* _AIM OF THE EXERCISE_
Copy the listing verbatim, excluding any images found in it.

* _ENTRIES_

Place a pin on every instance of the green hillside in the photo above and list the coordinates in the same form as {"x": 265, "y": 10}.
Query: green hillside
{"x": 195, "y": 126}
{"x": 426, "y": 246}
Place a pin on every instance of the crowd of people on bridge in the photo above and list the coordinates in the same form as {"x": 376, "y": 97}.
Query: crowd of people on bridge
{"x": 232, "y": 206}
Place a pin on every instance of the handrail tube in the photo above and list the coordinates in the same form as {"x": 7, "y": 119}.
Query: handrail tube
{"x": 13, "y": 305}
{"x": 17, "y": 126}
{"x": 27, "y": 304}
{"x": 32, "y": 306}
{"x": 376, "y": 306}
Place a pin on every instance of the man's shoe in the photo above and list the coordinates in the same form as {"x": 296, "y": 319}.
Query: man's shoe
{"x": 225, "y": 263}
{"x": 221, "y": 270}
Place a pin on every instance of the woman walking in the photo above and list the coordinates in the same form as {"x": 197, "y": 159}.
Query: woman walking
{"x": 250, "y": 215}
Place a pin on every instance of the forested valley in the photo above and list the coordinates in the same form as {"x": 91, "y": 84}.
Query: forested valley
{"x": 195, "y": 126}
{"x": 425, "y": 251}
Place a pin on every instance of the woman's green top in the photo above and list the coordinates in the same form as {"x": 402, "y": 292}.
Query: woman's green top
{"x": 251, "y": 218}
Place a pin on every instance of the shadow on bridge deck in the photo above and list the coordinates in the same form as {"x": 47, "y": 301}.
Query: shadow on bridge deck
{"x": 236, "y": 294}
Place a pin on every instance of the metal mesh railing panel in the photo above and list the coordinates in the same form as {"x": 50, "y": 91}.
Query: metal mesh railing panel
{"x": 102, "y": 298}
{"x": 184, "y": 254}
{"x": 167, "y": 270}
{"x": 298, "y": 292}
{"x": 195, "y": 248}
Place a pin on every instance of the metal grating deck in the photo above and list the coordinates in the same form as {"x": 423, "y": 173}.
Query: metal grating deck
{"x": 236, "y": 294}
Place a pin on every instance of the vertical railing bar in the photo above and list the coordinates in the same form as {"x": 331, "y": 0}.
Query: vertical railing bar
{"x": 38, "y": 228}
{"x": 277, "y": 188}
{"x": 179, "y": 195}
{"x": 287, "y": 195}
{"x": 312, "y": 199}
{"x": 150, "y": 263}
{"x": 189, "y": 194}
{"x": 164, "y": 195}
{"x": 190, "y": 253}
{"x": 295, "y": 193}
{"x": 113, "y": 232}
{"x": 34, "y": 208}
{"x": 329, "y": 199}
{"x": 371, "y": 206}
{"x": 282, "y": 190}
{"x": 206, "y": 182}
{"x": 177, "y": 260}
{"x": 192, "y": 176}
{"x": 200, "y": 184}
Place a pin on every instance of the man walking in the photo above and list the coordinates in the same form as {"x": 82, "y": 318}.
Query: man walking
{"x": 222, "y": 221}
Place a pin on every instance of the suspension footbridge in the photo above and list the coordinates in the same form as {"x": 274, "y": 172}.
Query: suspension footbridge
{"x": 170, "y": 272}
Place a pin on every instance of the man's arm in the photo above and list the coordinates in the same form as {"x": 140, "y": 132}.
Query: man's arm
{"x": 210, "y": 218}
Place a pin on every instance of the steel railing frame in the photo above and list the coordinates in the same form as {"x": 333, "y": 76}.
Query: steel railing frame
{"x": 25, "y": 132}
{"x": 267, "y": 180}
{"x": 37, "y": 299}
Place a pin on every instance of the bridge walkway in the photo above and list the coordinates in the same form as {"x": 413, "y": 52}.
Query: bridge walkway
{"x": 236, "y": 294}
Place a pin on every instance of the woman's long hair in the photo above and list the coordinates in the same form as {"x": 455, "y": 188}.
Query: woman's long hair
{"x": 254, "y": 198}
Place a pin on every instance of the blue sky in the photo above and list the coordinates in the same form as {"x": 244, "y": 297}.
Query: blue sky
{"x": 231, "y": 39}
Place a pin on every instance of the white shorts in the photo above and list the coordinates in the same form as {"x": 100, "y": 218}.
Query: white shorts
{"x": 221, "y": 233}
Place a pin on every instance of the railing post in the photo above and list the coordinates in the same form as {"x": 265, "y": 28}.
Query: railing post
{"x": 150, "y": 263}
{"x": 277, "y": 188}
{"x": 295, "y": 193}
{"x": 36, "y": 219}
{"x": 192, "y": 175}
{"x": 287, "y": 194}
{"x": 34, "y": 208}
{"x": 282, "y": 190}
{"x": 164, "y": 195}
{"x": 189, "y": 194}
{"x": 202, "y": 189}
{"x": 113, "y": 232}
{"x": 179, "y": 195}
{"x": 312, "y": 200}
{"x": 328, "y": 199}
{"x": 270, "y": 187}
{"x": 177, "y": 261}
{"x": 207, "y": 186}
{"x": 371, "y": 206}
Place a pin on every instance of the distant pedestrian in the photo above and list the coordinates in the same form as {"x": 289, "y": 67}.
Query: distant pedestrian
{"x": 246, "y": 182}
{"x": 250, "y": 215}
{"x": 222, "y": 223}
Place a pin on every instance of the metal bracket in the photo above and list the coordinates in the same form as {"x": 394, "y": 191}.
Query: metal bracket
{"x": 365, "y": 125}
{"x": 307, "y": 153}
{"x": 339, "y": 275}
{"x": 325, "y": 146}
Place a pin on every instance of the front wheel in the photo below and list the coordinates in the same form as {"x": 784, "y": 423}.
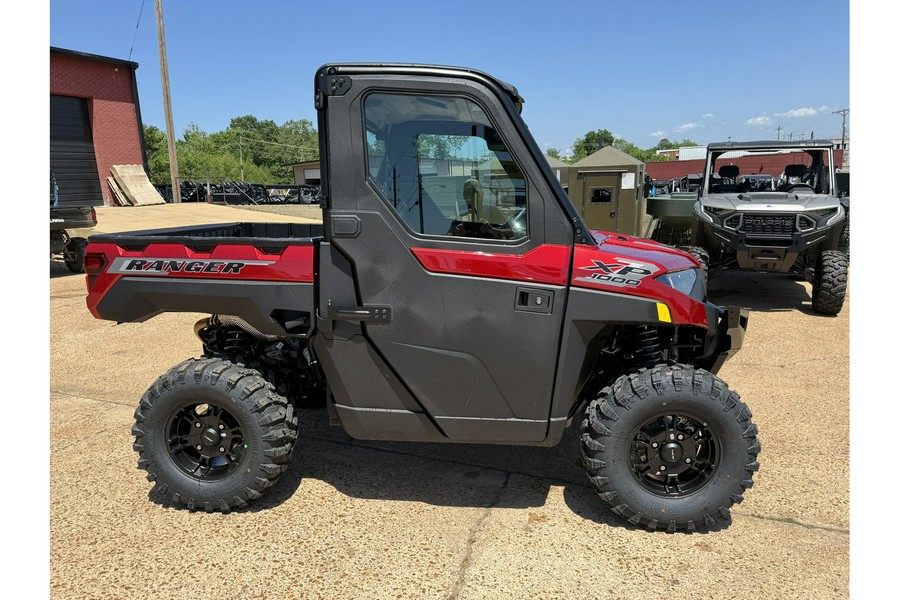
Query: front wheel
{"x": 213, "y": 435}
{"x": 670, "y": 448}
{"x": 830, "y": 282}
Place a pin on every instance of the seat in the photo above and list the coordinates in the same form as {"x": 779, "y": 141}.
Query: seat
{"x": 793, "y": 176}
{"x": 728, "y": 172}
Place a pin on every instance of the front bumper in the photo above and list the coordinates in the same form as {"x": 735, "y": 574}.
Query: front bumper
{"x": 769, "y": 252}
{"x": 724, "y": 336}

* _SOLUTION_
Place a pin on every instance of the green hillside in the photo above and list the coordinates in the same form as {"x": 265, "y": 10}.
Query: green hillside
{"x": 195, "y": 126}
{"x": 426, "y": 246}
Place a pin on every instance of the crowd of people on bridge in the photo above and list the coordinates in the same form as {"x": 376, "y": 97}.
Query: crowd of people on bridge
{"x": 232, "y": 206}
Place a pin on every instance of the handrail tube in the photo above and list the coordinates in the same form as {"x": 7, "y": 119}.
Query: handrail tube
{"x": 13, "y": 305}
{"x": 17, "y": 126}
{"x": 27, "y": 304}
{"x": 32, "y": 306}
{"x": 376, "y": 306}
Place a pin on every instance of the man's shoe in the photo above and list the coordinates in the same form as {"x": 296, "y": 319}.
Query: man's shoe
{"x": 225, "y": 263}
{"x": 221, "y": 270}
Place a pin on every instance of the woman walking in the photo above and list the coordinates in the same form as {"x": 197, "y": 159}.
Query: woman walking
{"x": 250, "y": 215}
Place a pin on every instance of the forested valley in the photo above and list the coordinates in the same form as {"x": 91, "y": 84}.
Query: forested valley
{"x": 195, "y": 126}
{"x": 425, "y": 251}
Place a pin on every instance of the woman's green top in the photo above and list the coordinates in the same form as {"x": 402, "y": 292}.
Query: woman's green top
{"x": 251, "y": 218}
Place a pin on every instance of the shadow on bridge deck in the photo above and list the coordinates in the same form as {"x": 47, "y": 301}.
Query: shadow on bridge deck
{"x": 236, "y": 294}
Place a pin on every instance of the metal mesh railing panel in the photo above and list the coordinates in the same form as {"x": 50, "y": 91}.
Query: metal mesh railing panel
{"x": 102, "y": 298}
{"x": 184, "y": 254}
{"x": 167, "y": 270}
{"x": 298, "y": 292}
{"x": 195, "y": 248}
Place a pin on every instance of the metal grating deck in the photo above and list the coordinates in the same form as {"x": 423, "y": 173}.
Query: metal grating deck
{"x": 236, "y": 294}
Place a pin on every instance of the vertical railing bar in the photo above and list the coordinates in the same form as {"x": 331, "y": 0}.
Query: vertical railing bar
{"x": 38, "y": 228}
{"x": 277, "y": 188}
{"x": 179, "y": 195}
{"x": 287, "y": 195}
{"x": 312, "y": 199}
{"x": 150, "y": 263}
{"x": 189, "y": 194}
{"x": 164, "y": 195}
{"x": 190, "y": 253}
{"x": 295, "y": 193}
{"x": 113, "y": 232}
{"x": 34, "y": 208}
{"x": 329, "y": 199}
{"x": 371, "y": 206}
{"x": 282, "y": 190}
{"x": 206, "y": 182}
{"x": 177, "y": 260}
{"x": 192, "y": 176}
{"x": 200, "y": 184}
Place a pin on every instance of the man walking in the photo above and list the coordinates in the same form as {"x": 82, "y": 318}.
Query: man walking
{"x": 222, "y": 221}
Place a pin on every instance of the suspension footbridge in the photo above and list the coordinates in the same form as {"x": 274, "y": 172}.
Query: suspension footbridge
{"x": 170, "y": 272}
Place a pin on every instance of the man's arm in the photo above and list the coordinates in the same form as {"x": 140, "y": 132}.
Query: man's arm
{"x": 210, "y": 218}
Place a pin on every instance of the steel railing frame in the photo above and list the coordinates in the same form as {"x": 333, "y": 76}.
Query: steel railing frame
{"x": 25, "y": 132}
{"x": 267, "y": 180}
{"x": 37, "y": 299}
Place a pin on every instance of the bridge walkway in the photo above and list the coordinates in the same form as {"x": 413, "y": 52}.
Query: bridge walkway
{"x": 236, "y": 294}
Place a pin on every instance of the woman's long hair in the photo above and list the coordinates in the same form as {"x": 455, "y": 188}.
Query: woman's long hair
{"x": 254, "y": 198}
Place a pin on every instance of the blue sky in the photo above and list the coordinates in the same form as {"x": 244, "y": 297}.
Query: blue sky
{"x": 231, "y": 39}
Place a pin on every instance of the white shorts in the photo above and list the coordinates in the same form as {"x": 100, "y": 218}.
Query: white shorts
{"x": 221, "y": 233}
Place a pin on every instance of the railing post in the photo above and list the coordinates in the same form as {"x": 265, "y": 28}.
Query: railing post
{"x": 150, "y": 263}
{"x": 277, "y": 188}
{"x": 295, "y": 193}
{"x": 36, "y": 219}
{"x": 192, "y": 175}
{"x": 287, "y": 194}
{"x": 34, "y": 208}
{"x": 282, "y": 190}
{"x": 164, "y": 195}
{"x": 189, "y": 194}
{"x": 202, "y": 189}
{"x": 113, "y": 232}
{"x": 179, "y": 195}
{"x": 312, "y": 200}
{"x": 328, "y": 199}
{"x": 270, "y": 187}
{"x": 177, "y": 261}
{"x": 207, "y": 186}
{"x": 371, "y": 206}
Place a pin on every instance of the distant pedestrian in the photo above and list the coordinates in the same form as {"x": 289, "y": 67}.
Query: distant pedestrian
{"x": 246, "y": 182}
{"x": 250, "y": 215}
{"x": 222, "y": 223}
Place a pin on every instance of the metal bracket in the photo above and list the coordinates in the same form as {"x": 394, "y": 191}.
Query: metal bracket
{"x": 365, "y": 125}
{"x": 307, "y": 153}
{"x": 339, "y": 275}
{"x": 325, "y": 146}
Place a pin on every instance of the front wheel in the photo below and list the coordinates in the same form as {"x": 784, "y": 423}.
Query: front wheel
{"x": 213, "y": 435}
{"x": 670, "y": 448}
{"x": 830, "y": 282}
Place a pin on every instance of the seat in the photo above and list the coordinates in the same form as {"x": 779, "y": 141}.
Query: seat
{"x": 793, "y": 176}
{"x": 728, "y": 172}
Place a pin on every instance of the front bumper in the photo above and list the coordinates in the same form as {"x": 735, "y": 574}.
Query: front bumper
{"x": 769, "y": 252}
{"x": 724, "y": 336}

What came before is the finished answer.